_Work instructions_
A - According to the mailing list message, what is the wdogctl interface meant for?
B - How many lines of the records contain the string "item"? Reply with the number alone.

_Text shown_
※ ※ ※

Subject: Re: watchdog timer
To: Simon Burge <simonb@wasabisystems.com>
From: Steven M. Bellovin <smb@research.att.com>
List: netbsd-users
Date: 04/06/2003 21:04:53
In message <20030406231418.GA6286@thistledown.com.au>, Simon Burge writes:
>On Sat, Apr 05, 2003 at 04:12:04PM -0500, Steve Bellovin wrote:
>
>> Is there some built-in software watchdog timer? wdogctl(8) on 1.6
>> implies that there is; running wdogctl says that nothing is configured.
>> A quick grep didn't turn anything up, but it's a fairly obvious feature
>> to want -- am I missing something? (Or is that a hint that I should
>> write such a driver?)
>
>The wdogctl interface is meant for hardware watchdog timers. This is
>what wdogctl reports on a IBM PowerPC 405GP box:
>
> walnut# wdogctl
> Available watchdog timers:
> wdog0, 5 second period
>
>Setting the timer and disabling the tickle results in the CPU itself
>doing a hardware reset after the specified time.

※ ※ ※

_Data shown_

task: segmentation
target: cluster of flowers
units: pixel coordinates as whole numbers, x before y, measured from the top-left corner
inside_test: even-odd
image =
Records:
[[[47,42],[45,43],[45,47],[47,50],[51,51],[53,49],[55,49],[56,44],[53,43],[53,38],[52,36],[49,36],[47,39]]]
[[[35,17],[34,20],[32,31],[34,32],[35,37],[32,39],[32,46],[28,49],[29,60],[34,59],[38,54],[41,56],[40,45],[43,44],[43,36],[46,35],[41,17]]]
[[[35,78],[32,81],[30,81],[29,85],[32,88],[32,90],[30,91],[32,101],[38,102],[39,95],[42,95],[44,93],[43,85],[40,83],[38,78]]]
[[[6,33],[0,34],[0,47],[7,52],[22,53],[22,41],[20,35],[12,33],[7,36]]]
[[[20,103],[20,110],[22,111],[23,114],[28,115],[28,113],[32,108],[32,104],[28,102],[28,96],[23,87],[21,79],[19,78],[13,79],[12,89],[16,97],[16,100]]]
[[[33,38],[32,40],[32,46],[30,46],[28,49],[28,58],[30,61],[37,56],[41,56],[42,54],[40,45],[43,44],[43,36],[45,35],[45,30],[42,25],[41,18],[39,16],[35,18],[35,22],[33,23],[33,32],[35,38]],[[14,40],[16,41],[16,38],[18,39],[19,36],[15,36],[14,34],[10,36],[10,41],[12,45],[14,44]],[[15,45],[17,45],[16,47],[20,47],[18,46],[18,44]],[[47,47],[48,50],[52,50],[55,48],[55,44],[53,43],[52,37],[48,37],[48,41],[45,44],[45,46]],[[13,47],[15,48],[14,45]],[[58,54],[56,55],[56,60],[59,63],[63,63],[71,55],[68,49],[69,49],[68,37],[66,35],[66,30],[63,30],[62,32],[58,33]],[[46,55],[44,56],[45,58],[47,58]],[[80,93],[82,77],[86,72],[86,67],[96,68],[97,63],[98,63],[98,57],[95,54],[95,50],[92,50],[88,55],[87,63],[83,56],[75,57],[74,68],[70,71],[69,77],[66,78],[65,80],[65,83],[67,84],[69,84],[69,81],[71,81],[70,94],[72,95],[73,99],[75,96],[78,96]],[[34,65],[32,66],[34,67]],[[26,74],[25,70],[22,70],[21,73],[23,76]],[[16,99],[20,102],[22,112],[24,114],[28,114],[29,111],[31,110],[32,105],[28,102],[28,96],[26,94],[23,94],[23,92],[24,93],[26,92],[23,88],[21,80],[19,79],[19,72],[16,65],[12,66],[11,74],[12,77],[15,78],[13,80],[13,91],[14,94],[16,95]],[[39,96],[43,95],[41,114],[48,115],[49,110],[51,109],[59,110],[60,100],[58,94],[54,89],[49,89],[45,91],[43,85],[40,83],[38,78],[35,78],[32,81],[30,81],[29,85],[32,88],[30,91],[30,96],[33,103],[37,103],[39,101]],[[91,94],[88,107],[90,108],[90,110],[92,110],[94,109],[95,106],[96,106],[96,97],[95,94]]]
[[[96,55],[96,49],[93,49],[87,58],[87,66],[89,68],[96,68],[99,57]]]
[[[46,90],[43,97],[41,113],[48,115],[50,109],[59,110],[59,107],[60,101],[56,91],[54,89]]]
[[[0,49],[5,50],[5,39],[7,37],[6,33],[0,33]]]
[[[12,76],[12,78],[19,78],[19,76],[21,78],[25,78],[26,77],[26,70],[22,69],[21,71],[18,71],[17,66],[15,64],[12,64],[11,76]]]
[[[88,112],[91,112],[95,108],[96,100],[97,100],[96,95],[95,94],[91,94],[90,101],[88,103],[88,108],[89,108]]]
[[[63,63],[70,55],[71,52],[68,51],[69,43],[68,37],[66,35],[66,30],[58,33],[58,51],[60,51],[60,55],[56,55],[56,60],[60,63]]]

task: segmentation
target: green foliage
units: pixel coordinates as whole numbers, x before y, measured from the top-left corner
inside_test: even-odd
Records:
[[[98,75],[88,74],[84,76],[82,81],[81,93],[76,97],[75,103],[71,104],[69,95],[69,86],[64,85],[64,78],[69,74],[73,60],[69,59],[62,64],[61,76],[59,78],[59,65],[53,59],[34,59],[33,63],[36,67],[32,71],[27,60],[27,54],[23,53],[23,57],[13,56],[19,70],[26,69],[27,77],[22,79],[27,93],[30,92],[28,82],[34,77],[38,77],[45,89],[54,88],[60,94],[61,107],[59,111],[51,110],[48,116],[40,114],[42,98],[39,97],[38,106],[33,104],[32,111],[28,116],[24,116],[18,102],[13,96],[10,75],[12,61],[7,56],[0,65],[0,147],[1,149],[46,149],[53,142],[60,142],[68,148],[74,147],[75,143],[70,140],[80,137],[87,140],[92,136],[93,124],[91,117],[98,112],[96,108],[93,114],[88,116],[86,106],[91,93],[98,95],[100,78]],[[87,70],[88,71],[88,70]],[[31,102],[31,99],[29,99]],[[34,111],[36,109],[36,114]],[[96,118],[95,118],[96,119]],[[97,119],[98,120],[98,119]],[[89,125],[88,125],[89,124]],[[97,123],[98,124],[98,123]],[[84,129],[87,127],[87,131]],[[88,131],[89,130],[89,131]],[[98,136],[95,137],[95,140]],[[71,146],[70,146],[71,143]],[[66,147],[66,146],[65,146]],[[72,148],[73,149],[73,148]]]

※ ※ ※

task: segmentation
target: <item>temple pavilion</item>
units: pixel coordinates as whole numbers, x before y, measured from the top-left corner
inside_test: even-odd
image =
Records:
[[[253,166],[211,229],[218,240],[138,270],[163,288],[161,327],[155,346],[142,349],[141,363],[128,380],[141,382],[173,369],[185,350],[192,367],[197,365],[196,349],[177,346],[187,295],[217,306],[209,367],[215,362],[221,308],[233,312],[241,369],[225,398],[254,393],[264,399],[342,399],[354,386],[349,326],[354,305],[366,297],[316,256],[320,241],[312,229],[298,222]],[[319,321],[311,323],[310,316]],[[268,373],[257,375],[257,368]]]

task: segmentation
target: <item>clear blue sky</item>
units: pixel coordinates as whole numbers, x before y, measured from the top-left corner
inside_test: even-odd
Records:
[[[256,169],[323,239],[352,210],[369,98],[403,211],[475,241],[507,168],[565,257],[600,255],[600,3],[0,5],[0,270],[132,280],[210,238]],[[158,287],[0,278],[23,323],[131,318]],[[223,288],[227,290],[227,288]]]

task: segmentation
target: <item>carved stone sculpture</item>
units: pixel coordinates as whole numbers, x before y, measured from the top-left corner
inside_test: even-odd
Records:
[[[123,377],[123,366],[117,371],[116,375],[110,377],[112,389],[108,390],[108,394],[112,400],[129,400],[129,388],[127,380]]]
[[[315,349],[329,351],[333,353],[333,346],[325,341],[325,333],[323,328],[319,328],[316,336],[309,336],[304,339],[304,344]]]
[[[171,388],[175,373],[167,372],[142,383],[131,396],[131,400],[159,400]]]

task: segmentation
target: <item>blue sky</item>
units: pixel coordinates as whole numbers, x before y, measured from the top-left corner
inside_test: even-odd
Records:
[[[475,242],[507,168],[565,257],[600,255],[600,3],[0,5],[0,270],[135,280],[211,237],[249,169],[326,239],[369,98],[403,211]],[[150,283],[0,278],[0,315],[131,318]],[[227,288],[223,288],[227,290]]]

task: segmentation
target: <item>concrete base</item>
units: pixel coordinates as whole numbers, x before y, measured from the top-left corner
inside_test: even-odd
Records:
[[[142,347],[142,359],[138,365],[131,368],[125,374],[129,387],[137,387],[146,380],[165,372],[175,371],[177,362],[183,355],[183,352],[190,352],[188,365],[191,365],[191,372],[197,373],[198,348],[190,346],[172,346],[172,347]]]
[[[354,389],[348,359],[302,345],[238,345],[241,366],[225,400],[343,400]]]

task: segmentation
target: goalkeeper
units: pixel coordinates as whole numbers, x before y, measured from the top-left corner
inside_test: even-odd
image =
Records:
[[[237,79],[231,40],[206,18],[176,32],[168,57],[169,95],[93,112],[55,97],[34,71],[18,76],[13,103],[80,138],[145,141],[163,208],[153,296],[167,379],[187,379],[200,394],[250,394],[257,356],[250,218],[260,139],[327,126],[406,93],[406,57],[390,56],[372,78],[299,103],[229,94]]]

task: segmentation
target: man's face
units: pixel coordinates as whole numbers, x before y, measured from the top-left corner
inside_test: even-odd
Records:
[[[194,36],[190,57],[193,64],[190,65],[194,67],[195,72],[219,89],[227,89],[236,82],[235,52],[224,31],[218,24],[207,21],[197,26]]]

※ ※ ※

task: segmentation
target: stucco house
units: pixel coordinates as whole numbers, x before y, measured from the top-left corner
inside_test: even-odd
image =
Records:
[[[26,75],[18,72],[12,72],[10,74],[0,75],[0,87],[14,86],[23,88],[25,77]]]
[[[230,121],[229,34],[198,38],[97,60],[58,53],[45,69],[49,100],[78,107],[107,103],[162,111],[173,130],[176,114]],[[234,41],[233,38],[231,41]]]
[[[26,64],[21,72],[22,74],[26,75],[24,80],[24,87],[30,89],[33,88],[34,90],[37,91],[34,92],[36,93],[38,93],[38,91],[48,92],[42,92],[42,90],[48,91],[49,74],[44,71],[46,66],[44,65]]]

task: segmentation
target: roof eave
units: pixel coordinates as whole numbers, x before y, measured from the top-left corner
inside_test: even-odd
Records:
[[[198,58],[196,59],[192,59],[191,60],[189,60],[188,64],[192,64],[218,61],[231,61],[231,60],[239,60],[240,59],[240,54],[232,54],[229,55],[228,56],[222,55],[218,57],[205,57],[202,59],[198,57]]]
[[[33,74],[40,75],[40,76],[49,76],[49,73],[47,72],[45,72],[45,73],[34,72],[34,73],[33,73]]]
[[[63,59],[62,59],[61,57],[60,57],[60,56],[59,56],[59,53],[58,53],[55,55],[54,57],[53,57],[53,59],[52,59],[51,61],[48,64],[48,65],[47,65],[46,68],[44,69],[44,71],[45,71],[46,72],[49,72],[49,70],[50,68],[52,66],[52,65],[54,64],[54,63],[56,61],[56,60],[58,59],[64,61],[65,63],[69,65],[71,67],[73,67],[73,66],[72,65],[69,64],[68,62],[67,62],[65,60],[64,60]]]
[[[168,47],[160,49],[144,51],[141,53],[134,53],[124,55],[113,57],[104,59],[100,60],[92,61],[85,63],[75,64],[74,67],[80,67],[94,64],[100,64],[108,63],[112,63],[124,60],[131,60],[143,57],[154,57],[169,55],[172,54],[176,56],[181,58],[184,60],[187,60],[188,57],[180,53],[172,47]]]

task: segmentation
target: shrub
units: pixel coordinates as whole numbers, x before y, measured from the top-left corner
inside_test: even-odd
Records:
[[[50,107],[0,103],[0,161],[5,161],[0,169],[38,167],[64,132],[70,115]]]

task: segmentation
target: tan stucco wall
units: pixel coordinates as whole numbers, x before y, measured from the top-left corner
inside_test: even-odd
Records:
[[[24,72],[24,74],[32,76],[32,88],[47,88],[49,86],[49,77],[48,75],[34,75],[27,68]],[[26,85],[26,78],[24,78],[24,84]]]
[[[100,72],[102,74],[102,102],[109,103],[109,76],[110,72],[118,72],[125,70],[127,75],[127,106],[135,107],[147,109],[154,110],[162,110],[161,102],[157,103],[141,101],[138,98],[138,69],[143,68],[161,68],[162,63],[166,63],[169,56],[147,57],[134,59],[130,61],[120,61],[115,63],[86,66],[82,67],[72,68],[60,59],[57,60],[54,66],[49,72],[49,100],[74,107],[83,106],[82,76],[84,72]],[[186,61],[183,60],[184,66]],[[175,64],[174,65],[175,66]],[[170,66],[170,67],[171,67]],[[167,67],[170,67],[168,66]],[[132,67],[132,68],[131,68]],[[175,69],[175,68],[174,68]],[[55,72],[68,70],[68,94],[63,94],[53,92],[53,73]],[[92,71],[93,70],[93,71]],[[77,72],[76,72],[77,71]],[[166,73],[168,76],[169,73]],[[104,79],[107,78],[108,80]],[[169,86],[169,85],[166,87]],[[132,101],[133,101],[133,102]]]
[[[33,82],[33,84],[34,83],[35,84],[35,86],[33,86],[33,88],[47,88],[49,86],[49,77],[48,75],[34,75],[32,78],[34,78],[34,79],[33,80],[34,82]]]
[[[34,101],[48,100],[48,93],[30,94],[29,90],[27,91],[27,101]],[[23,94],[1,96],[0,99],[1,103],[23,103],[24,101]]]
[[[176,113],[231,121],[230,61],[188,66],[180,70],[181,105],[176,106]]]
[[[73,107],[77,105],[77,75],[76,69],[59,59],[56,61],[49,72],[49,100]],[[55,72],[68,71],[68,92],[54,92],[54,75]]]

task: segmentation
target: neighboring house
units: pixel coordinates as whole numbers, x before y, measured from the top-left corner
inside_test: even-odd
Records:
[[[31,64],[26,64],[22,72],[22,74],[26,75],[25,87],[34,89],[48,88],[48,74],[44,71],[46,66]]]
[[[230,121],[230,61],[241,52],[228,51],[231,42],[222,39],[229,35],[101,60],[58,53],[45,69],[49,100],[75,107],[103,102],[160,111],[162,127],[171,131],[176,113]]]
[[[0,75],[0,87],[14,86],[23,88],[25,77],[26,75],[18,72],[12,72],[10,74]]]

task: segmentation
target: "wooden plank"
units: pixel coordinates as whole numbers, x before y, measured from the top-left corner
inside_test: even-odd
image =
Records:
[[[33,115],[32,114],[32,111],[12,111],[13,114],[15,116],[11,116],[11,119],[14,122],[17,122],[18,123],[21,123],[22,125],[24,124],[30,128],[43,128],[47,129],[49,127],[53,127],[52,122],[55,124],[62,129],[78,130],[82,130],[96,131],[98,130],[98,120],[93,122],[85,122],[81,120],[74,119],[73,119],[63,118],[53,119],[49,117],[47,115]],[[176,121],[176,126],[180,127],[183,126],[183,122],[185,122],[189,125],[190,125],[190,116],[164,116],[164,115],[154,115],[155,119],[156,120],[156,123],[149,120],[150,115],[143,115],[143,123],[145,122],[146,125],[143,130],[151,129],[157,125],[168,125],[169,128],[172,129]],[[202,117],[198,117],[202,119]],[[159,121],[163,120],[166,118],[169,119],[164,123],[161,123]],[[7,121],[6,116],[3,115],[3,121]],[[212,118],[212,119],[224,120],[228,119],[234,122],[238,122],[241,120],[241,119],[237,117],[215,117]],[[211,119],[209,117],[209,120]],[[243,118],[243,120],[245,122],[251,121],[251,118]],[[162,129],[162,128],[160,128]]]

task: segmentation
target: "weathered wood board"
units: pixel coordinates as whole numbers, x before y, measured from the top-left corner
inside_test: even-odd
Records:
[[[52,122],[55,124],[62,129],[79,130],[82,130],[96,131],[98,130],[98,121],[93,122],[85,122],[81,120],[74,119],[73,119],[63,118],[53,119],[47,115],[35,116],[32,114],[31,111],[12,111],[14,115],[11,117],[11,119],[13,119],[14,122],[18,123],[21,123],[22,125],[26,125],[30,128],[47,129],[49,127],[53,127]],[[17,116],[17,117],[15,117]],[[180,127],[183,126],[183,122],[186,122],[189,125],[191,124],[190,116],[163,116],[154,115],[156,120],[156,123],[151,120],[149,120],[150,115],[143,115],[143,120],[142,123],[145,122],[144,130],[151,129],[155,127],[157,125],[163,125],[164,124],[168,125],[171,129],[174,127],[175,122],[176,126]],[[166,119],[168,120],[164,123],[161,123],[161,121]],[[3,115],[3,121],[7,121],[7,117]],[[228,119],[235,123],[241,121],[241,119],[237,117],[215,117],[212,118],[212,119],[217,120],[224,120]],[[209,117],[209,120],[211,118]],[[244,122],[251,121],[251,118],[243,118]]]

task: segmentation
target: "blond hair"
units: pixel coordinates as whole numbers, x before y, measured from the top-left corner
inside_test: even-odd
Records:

※ ※ ※

_Outputs by task_
A - Hardware watchdog timers.

B - 5